What to work on | Reproduce each line of the listing exactly.

Exercise inputs |
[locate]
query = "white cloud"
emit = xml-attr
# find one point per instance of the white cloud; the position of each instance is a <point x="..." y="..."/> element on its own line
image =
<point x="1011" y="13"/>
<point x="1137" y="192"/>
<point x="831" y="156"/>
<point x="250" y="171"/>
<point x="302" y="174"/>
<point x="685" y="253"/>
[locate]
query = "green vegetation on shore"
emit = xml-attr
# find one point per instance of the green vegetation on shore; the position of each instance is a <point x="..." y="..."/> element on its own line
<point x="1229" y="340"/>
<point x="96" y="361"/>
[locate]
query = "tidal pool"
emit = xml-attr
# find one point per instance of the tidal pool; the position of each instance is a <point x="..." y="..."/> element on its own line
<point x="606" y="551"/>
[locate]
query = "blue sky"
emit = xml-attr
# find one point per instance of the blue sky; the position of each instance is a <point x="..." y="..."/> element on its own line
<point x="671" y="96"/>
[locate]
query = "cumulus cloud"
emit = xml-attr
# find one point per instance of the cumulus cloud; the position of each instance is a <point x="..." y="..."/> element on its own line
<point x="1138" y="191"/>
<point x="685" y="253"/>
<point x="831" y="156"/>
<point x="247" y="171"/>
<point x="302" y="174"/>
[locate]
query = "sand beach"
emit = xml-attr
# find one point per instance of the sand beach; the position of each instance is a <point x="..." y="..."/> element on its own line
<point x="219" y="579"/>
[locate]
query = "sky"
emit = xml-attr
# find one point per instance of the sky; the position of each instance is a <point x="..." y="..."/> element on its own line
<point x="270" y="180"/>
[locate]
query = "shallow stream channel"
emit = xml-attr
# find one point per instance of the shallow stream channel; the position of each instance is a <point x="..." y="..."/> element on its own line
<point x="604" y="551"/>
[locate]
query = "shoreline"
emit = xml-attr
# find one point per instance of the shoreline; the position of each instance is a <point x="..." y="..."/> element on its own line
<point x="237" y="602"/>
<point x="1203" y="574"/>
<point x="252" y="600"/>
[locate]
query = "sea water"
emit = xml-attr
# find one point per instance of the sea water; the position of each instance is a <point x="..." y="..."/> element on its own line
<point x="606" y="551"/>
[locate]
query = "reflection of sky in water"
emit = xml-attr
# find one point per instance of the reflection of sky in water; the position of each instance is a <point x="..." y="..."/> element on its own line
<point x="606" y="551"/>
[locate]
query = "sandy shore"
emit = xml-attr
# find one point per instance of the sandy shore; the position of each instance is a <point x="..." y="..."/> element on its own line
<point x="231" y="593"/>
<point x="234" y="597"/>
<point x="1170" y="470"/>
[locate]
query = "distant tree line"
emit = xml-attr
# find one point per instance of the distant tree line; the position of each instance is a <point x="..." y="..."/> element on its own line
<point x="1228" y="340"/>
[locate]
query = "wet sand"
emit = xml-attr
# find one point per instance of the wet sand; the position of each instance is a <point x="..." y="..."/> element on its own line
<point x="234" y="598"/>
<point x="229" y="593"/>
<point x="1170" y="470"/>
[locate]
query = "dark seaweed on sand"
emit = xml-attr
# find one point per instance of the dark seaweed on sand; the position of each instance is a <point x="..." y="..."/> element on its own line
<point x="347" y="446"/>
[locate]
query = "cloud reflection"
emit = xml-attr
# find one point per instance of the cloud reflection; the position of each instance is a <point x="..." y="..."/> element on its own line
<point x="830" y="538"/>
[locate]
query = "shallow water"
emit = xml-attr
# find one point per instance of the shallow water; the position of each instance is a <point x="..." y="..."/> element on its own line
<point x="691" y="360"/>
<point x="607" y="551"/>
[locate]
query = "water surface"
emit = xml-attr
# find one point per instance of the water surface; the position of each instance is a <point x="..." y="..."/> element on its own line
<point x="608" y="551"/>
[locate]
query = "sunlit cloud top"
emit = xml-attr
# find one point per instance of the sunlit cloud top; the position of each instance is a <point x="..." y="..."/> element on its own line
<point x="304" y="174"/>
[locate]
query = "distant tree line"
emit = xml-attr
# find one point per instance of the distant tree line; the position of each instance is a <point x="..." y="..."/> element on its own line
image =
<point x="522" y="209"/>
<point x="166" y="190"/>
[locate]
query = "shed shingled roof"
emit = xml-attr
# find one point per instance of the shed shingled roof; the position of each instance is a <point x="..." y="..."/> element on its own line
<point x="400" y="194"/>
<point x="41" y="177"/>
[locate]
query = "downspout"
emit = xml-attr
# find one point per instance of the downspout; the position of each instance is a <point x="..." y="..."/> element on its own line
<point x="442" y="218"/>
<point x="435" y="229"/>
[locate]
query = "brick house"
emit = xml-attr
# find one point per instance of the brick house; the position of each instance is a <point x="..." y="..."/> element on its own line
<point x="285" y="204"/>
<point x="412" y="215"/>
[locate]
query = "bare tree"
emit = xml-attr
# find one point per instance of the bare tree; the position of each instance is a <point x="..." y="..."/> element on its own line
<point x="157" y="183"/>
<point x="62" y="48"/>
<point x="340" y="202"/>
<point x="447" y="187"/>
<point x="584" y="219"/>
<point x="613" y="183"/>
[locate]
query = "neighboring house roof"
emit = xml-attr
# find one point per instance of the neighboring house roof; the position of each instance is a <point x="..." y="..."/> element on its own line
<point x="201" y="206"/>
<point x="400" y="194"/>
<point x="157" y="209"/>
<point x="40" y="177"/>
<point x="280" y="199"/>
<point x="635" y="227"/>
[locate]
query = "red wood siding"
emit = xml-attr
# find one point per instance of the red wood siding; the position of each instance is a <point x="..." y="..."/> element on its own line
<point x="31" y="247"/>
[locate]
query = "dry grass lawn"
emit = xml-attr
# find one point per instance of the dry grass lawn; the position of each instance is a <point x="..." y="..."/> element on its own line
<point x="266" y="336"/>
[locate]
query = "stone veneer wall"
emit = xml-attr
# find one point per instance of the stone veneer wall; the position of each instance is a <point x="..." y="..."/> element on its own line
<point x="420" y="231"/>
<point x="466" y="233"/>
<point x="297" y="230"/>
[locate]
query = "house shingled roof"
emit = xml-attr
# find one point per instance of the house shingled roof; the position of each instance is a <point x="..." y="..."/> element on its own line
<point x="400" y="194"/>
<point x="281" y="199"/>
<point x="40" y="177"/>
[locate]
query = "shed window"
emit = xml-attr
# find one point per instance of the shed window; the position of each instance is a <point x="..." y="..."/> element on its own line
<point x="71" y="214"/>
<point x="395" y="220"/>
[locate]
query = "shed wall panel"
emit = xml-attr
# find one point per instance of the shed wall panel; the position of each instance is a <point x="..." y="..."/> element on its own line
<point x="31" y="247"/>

Response |
[locate]
query = "white cloud"
emit = xml-attr
# find one point per instance of the white cloud; the position of each instance is a <point x="..." y="..."/> element on its own line
image =
<point x="1011" y="13"/>
<point x="1137" y="192"/>
<point x="831" y="156"/>
<point x="250" y="171"/>
<point x="302" y="174"/>
<point x="685" y="253"/>
[locate]
query = "green vegetation on shore"
emit = xml-attr
# find one point per instance of the green vegetation on shore; the position of each instance is a <point x="..." y="..."/> element on its own line
<point x="1229" y="340"/>
<point x="96" y="361"/>
[locate]
query = "tidal pool"
emit = xml-attr
# find one point per instance of the tidal pool; the position of each instance is a <point x="..." y="..."/> element on its own line
<point x="606" y="551"/>
[locate]
query = "blue sky"
emit = xml-attr
# find one point per instance of the blue sky; the position of each instance is a <point x="..." y="..."/> element on its own line
<point x="671" y="96"/>
[locate]
query = "cumulus cloud"
emit = xml-attr
# find one point per instance of the cumulus cloud; the position of each instance is a <point x="..." y="..."/> element on its own line
<point x="1138" y="191"/>
<point x="685" y="253"/>
<point x="831" y="156"/>
<point x="247" y="171"/>
<point x="302" y="174"/>
[locate]
query = "sand beach"
emit = xml-attr
# find one point per instance of the sand beach; the position of each instance is a <point x="..." y="..."/> element on its own line
<point x="219" y="579"/>
[locate]
query = "sky"
emit = xml-attr
# find one point per instance of the sky; the position of each instance is a <point x="..." y="..."/> element on its own line
<point x="270" y="180"/>
[locate]
query = "shallow stream channel"
emit = xml-attr
# find one point per instance of the shallow stream channel; the position of each instance is a <point x="..." y="..."/> element on its own line
<point x="604" y="551"/>
[locate]
query = "shoreline"
emit = xml-attr
# find one point per instance of the shoreline; the position of each instance is a <point x="..." y="..."/> element on its own line
<point x="237" y="602"/>
<point x="1203" y="574"/>
<point x="252" y="600"/>
[locate]
query = "sea water"
emit = xml-attr
# find one point per instance of the sea water; the position of each instance is a <point x="..." y="..."/> element on its own line
<point x="606" y="551"/>
[locate]
query = "reflection of sky in water"
emit = xml-attr
# find one point per instance of the reflection of sky in water; the position of each instance is a <point x="..." y="..."/> element on its own line
<point x="606" y="551"/>
[locate]
query = "sandy shore"
emit = xml-attr
# find one point per instance of the sandy shore; the position of each instance is a <point x="..." y="..."/> element on its own line
<point x="231" y="593"/>
<point x="234" y="597"/>
<point x="1170" y="470"/>
[locate]
query = "distant tree line"
emit = xml-attr
# find one point per instance of the distant tree line; the position of each instance is a <point x="..." y="..."/> element on its own line
<point x="1228" y="340"/>
[locate]
query = "wet sand"
emit = xml-attr
# find one point per instance of the wet sand; the position of each instance is a <point x="..." y="..."/> element on its own line
<point x="234" y="598"/>
<point x="229" y="593"/>
<point x="1170" y="470"/>
[locate]
query = "dark seaweed on sand"
emit = xml-attr
# find one point per instance of the dark seaweed on sand; the position of each instance is a <point x="..." y="..."/> element on its own line
<point x="347" y="446"/>
[locate]
query = "cloud reflection"
emit = xml-attr
# find one point per instance of the cloud reflection; the position of each instance is a <point x="..." y="..."/> element on its own line
<point x="830" y="538"/>
[locate]
query = "shallow water"
emit = xml-attr
# find one point per instance of the shallow water; the position of each instance is a <point x="..." y="..."/> element on its own line
<point x="691" y="360"/>
<point x="607" y="551"/>
[locate]
query = "water surface"
emit = xml-attr
# find one point per instance of the water surface; the position of each instance is a <point x="..." y="..."/> element on its own line
<point x="608" y="551"/>
[locate]
query = "sunlit cloud top"
emit = xml-attr
# find one point per instance of the sunlit cloud top; the position of each instance is a <point x="..." y="..."/> element on its own line
<point x="304" y="174"/>
[locate]
query = "distant tree line"
emit = xml-attr
# find one point per instance of the distant tree line; the position of each instance is a <point x="..." y="..."/> element on its own line
image =
<point x="522" y="209"/>
<point x="166" y="190"/>
[locate]
query = "shed shingled roof"
emit = xml-attr
# find one point per instance of the shed shingled roof; the position of each instance is a <point x="..." y="..."/> element on its own line
<point x="400" y="194"/>
<point x="41" y="177"/>
[locate]
query = "downspout"
emit = xml-attr
# find one point per instance of the downspout; the position of each instance is a <point x="..." y="..."/> element on its own line
<point x="442" y="218"/>
<point x="435" y="229"/>
[locate]
query = "brick house"
emit = xml-attr
# find one point per instance of the brick house; the position of each instance is a <point x="..." y="..."/> element on its own line
<point x="285" y="204"/>
<point x="412" y="215"/>
[locate]
query = "bare tree"
emit = xml-attr
# find one point per instance of the bare tree; the position of each instance is a <point x="..." y="..."/> element on its own line
<point x="157" y="183"/>
<point x="62" y="48"/>
<point x="340" y="202"/>
<point x="447" y="187"/>
<point x="584" y="219"/>
<point x="613" y="183"/>
[locate]
query = "neighboring house roof"
emit = xml-attr
# find one point per instance of the neighboring house roof; the position of each instance is a <point x="..." y="..."/> element on its own line
<point x="201" y="206"/>
<point x="400" y="194"/>
<point x="157" y="209"/>
<point x="40" y="177"/>
<point x="280" y="199"/>
<point x="635" y="227"/>
[locate]
query = "red wood siding"
emit = xml-attr
# find one point per instance of the red wood siding; the position of each instance is a <point x="..." y="..."/> element on its own line
<point x="31" y="247"/>
[locate]
query = "dry grass lawn"
emit = xml-attr
# find one point per instance of the dry grass lawn; the position of each instance is a <point x="..." y="..."/> element on its own line
<point x="266" y="336"/>
[locate]
query = "stone veneer wall"
emit = xml-attr
# find one point per instance of the stone veneer wall; the position of each instance is a <point x="..." y="..."/> element on its own line
<point x="420" y="231"/>
<point x="466" y="233"/>
<point x="297" y="230"/>
[locate]
query = "house shingled roof"
emit = xml-attr
# find one point per instance of the house shingled roof; the position of each instance is a <point x="..." y="..."/> element on its own line
<point x="400" y="194"/>
<point x="281" y="199"/>
<point x="40" y="177"/>
[locate]
query = "shed window"
emit = xml-attr
# find one point per instance of the shed window; the position of each instance is a <point x="..." y="..."/> element on its own line
<point x="71" y="214"/>
<point x="395" y="220"/>
[locate]
query = "shed wall panel"
emit = xml-attr
# find one point per instance of the shed wall panel; the position of each instance is a <point x="..." y="..."/> element on its own line
<point x="31" y="247"/>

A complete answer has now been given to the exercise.